Задание: Перепиши часть отрывка от «Следует доверчиво взглянуть» до «полетит нам навстречу?» и замени в ней «лазурью» на «синевой».

Изменение способа выражения искусства совершается постепенно. Современное искусство при таком изменении часто шло ощупью. Многие спотыкались на этом пути. Артезианские воды, пробиваясь наружу, бьют грязью. Только потом солнце зажигает чистоту водного хрусталя миллионами рубинов. Не следует быть жестоким по отношению к тем, кто шел впереди. Ведь по их израненным телам мы идем. Благодарение и жалость! Да замолчит всякая хула! Ведь Ницше между ними. А то как бы наша рука, занесенная над страдальцем, не опустилась машинально, когда мертвенно-бледная, тернием увенчанная голова, с нависшими усами, с грозой в челе, вся озаренная, вдруг закивает укоризненно-горько — как бы эта голова не открыла глубокие очи, чтобы пронзить ясным взором обезумевшую душу. Как бы не сожгла нас багряница «Диониса распятого», как бы не растерзали ластящиеся к нему пантеры.
Следует доверчиво взглянуть на покойника, чтобы пантеры превратились в кротких кошек. А образ его так задумчиво-грустно взирает на нас из бессмертных далей. О детском счастии говорит нам его детский взор — о белом острове детей, омытом лазурью.
Тише! Это — священная могила.
2
Бриллиантовые узоры созвездий неподвижны в черном, мировом бреду, где все несется и где нет ничего, что есть. Земля кружится вокруг Солнца, мчащегося к созвездию Геркулеса! А куда мчится созвездие Геркулеса? — Сумасшедшая пляска бездонного мира.
Куда мы летим? Какие пространства пересечем, улетая? Летя, улетим ли? Кто полетит нам навстречу?
И то тут, то там, подтверждая странные мысли, золотые точки зажигаются в небесах; зажигаются, сгорают в эфирно-воздушных складках земной фаты. Зажигаются, тухнут — и летят, и летят прочь от земли сквозь бездонные страны небытия, чтобы снова через миллионы лет загореться. Хочется крикнуть минутным знакомым: «Здравствуйте!.. Куда летите?.. Поклонитесь Вечности!..» Все это совершается в недосягаемых высях. Скользнувшая в небе искра не оборвет нити разговора. Невольный вздох, может быть, вырвавшийся из груди, — он один обнаружит, что душа не забыла, во что погружены картонные плоскости бытия.

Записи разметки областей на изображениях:
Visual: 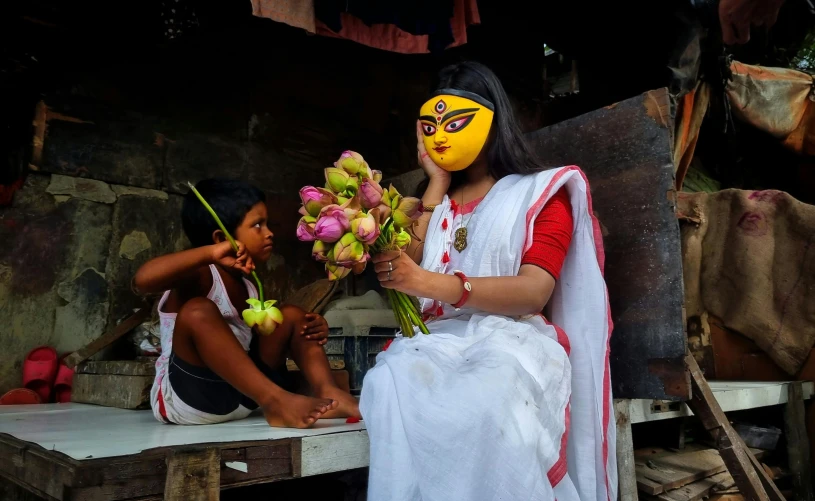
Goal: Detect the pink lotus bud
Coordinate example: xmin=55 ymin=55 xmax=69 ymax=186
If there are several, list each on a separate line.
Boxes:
xmin=334 ymin=150 xmax=368 ymax=175
xmin=393 ymin=197 xmax=422 ymax=228
xmin=334 ymin=233 xmax=365 ymax=268
xmin=325 ymin=167 xmax=351 ymax=195
xmin=359 ymin=179 xmax=383 ymax=209
xmin=325 ymin=263 xmax=351 ymax=282
xmin=351 ymin=213 xmax=379 ymax=245
xmin=300 ymin=186 xmax=337 ymax=217
xmin=311 ymin=240 xmax=334 ymax=263
xmin=297 ymin=216 xmax=317 ymax=242
xmin=314 ymin=205 xmax=351 ymax=243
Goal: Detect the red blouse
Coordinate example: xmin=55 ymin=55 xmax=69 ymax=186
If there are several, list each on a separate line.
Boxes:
xmin=461 ymin=188 xmax=574 ymax=280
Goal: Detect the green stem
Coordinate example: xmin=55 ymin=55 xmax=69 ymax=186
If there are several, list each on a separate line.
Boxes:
xmin=187 ymin=182 xmax=265 ymax=302
xmin=396 ymin=291 xmax=430 ymax=334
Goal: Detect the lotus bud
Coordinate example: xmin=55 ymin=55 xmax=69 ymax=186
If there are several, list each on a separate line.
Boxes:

Решение:
Следует доверчиво взглянуть на покойника, чтобы пантеры превратились в кротких кошек. А образ его так задумчиво-грустно взирает на нас из бессмертных далей. О детском счастии говорит нам его детский взор — о белом острове детей, омытом синевой.
Тише! Это — священная могила.
2
Бриллиантовые узоры созвездий неподвижны в черном, мировом бреду, где все несется и где нет ничего, что есть. Земля кружится вокруг Солнца, мчащегося к созвездию Геркулеса! А куда мчится созвездие Геркулеса? — Сумасшедшая пляска бездонного мира.
Куда мы летим? Какие пространства пересечем, улетая? Летя, улетим ли? Кто полетит нам навстречу?